AUFGABEN:
[1] Welchen Wähleranteil hat die Partei laut dem Lesetext seit den Wahlen vom Oktober 2023?
[2] Nenne sämtliche Prozentwerte, die der Lesetext für den Wähleranteil von CVP bzw. Mitte angibt, jeweils mit dem zugehörigen Zeitpunkt.
[3] Gib den Lesetext wortgetreu wieder, und zwar alles von "Der Prozess umfasste" bis hinunter zu "zwei Sitze hinzu.".

LESETEXT:
================
Rücktritt im Sommer: Gerhard Pfister hat die Mitte stabilisiert
Mitte-Präsident Gerhard Pfister, der im Sommer zurücktritt, hat seine Partei in den letzten nationalen Wahlen zu stabilen Wähleranteilen geführt.
Der im Sommer abtretende Mitte-Präsident Gerhard Pfister hat seine Partei in den letzten nationalen Wahlen zu stabilen Wähleranteilen geführt. Unter dem Zuger gelang zuvor auch die strategisch heikle Umbenennung der CVP und die damit einhergehende Fusion mit der damaligen BDP.
Dass er nicht in der Mitte der CVP politisiere, sei ihm bewusst, sagte Pfister 2016 bei der Wahl zum Parteipräsidenten in einem Interview. «Dennoch bin ich überzeugt, dass ich den Ausgleich schaffen kann.» Und der heute 62-Jährige sollte am Ende Recht behalten: Unter der Ägide des am rechten Flügel der Partei politisierenden Pfister gelang es, die Partei zu reformieren.
Der Prozess umfasste unter anderem die Fusion mit der BDP, professionelle Parteistrukturen und den Namenswechsel von «CVP» zu «Die Mitte». Mit der 2022 abgeschlossenen Reform wollte die Partei die zunehmenden Stimmenverluste stoppen. 1995 hielt die CVP 16,8 Prozent Stimmenanteile im Nationalrat, 2019 waren es noch 11,38 Prozent.
Mitte nach Fusion mit BDP bei 14,1 Prozent
Nach der Fusion mit der BDP resultierten 13,8 Prozent. Bei den Wahlen vom Oktober 2023 – den ersten mit dem neuen Namen – holte die Partei zusätzliche Stimmen und steht seither bei rund 14,1 Prozent Wähleranteil. Im Ständerat gewann die Partei zwei Sitze hinzu.
================
Bildbezogene Zeigedaten
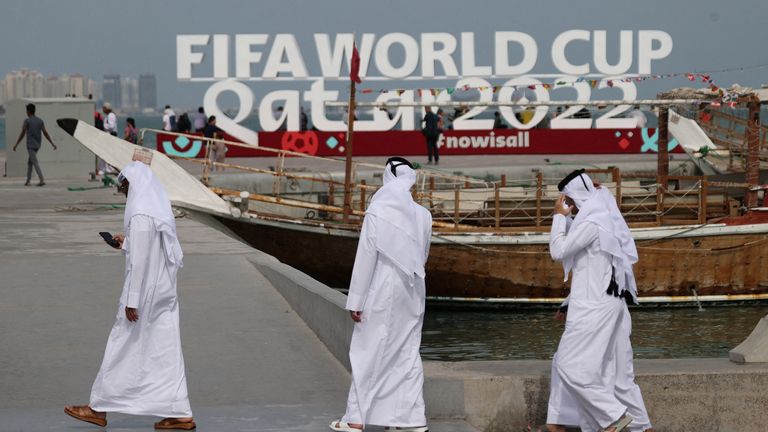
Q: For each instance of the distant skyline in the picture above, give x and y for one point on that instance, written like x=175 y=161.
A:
x=98 y=38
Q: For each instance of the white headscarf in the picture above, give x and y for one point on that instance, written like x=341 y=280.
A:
x=398 y=234
x=598 y=206
x=146 y=196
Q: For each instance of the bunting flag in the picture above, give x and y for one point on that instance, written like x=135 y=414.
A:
x=705 y=77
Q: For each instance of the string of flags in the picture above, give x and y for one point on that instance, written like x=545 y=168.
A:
x=724 y=97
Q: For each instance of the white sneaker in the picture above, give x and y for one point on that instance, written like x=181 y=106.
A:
x=621 y=423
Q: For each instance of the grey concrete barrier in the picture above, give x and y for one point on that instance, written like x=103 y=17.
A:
x=711 y=394
x=755 y=348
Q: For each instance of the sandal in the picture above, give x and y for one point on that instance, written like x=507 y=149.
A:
x=86 y=414
x=174 y=423
x=621 y=423
x=340 y=426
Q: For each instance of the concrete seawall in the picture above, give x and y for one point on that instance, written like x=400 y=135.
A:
x=710 y=394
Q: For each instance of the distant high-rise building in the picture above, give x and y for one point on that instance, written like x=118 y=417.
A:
x=130 y=88
x=112 y=91
x=147 y=91
x=24 y=83
x=78 y=85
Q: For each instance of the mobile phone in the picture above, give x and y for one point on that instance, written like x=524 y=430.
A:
x=109 y=239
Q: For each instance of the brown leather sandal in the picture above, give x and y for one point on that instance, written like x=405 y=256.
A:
x=86 y=414
x=174 y=423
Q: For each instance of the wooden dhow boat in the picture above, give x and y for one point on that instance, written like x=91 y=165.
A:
x=490 y=244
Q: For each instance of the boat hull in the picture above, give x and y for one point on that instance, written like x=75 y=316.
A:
x=730 y=265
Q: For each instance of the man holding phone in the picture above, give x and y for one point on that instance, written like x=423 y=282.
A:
x=142 y=372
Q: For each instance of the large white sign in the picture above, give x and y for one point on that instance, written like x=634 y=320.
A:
x=400 y=56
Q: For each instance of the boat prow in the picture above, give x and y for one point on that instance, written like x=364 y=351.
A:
x=182 y=188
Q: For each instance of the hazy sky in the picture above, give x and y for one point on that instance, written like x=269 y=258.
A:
x=139 y=36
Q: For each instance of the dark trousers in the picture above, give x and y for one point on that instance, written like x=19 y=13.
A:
x=432 y=148
x=32 y=162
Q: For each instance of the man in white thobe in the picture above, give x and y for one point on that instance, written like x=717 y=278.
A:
x=142 y=372
x=592 y=374
x=386 y=300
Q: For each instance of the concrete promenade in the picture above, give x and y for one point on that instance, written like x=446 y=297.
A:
x=252 y=363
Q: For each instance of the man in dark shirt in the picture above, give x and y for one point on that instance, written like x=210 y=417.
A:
x=216 y=149
x=431 y=132
x=34 y=128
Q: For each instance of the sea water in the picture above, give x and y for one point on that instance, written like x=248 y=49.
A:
x=452 y=335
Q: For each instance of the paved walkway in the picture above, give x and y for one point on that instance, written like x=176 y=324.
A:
x=252 y=364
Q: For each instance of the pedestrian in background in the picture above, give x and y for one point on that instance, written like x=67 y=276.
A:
x=33 y=128
x=431 y=132
x=199 y=120
x=130 y=133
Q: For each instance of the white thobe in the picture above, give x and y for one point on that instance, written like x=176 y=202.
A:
x=143 y=368
x=110 y=123
x=588 y=346
x=387 y=374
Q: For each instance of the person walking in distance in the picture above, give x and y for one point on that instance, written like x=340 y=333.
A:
x=431 y=133
x=34 y=129
x=386 y=300
x=142 y=372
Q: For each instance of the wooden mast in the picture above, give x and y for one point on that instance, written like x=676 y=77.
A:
x=350 y=129
x=753 y=150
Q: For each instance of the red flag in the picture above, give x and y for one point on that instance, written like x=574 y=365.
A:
x=354 y=68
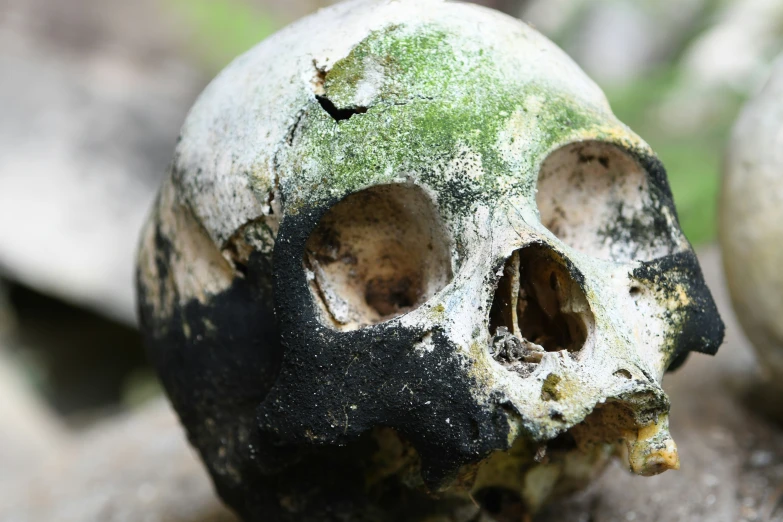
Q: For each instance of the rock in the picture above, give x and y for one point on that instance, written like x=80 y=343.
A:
x=133 y=468
x=751 y=221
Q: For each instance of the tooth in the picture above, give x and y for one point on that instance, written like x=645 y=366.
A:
x=651 y=449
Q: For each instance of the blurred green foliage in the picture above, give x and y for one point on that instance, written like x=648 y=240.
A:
x=224 y=29
x=227 y=28
x=692 y=158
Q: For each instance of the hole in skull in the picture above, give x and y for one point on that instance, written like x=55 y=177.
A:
x=538 y=307
x=505 y=505
x=377 y=254
x=597 y=198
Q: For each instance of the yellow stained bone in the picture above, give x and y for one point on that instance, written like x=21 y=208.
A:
x=651 y=449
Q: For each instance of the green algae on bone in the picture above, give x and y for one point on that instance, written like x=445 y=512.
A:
x=430 y=103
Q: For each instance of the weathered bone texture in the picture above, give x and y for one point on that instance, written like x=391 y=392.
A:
x=751 y=221
x=408 y=266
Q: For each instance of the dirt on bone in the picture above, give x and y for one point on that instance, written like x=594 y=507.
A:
x=376 y=255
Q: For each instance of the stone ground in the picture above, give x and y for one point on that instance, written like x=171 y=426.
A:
x=138 y=467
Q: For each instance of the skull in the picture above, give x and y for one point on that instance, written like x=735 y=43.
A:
x=408 y=265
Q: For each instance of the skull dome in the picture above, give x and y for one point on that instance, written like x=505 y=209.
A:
x=407 y=265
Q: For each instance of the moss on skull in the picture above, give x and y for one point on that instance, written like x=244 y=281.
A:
x=432 y=103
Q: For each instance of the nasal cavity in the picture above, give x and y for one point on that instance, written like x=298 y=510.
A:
x=538 y=307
================
LÖSUNGEN:
[1] Rund 14,1 Prozent.

[2]
- 16,8 Prozent im Nationalrat: 1995
- 11,38 Prozent: 2019
- 13,8 Prozent: nach der Fusion mit der BDP
- rund 14,1 Prozent: seit den Wahlen vom Oktober 2023

[3]
Der Prozess umfasste unter anderem die Fusion mit der BDP, professionelle Parteistrukturen und den Namenswechsel von «CVP» zu «Die Mitte». Mit der 2022 abgeschlossenen Reform wollte die Partei die zunehmenden Stimmenverluste stoppen. 1995 hielt die CVP 16,8 Prozent Stimmenanteile im Nationalrat, 2019 waren es noch 11,38 Prozent.
Mitte nach Fusion mit BDP bei 14,1 Prozent
Nach der Fusion mit der BDP resultierten 13,8 Prozent. Bei den Wahlen vom Oktober 2023 – den ersten mit dem neuen Namen – holte die Partei zusätzliche Stimmen und steht seither bei rund 14,1 Prozent Wähleranteil. Im Ständerat gewann die Partei zwei Sitze hinzu.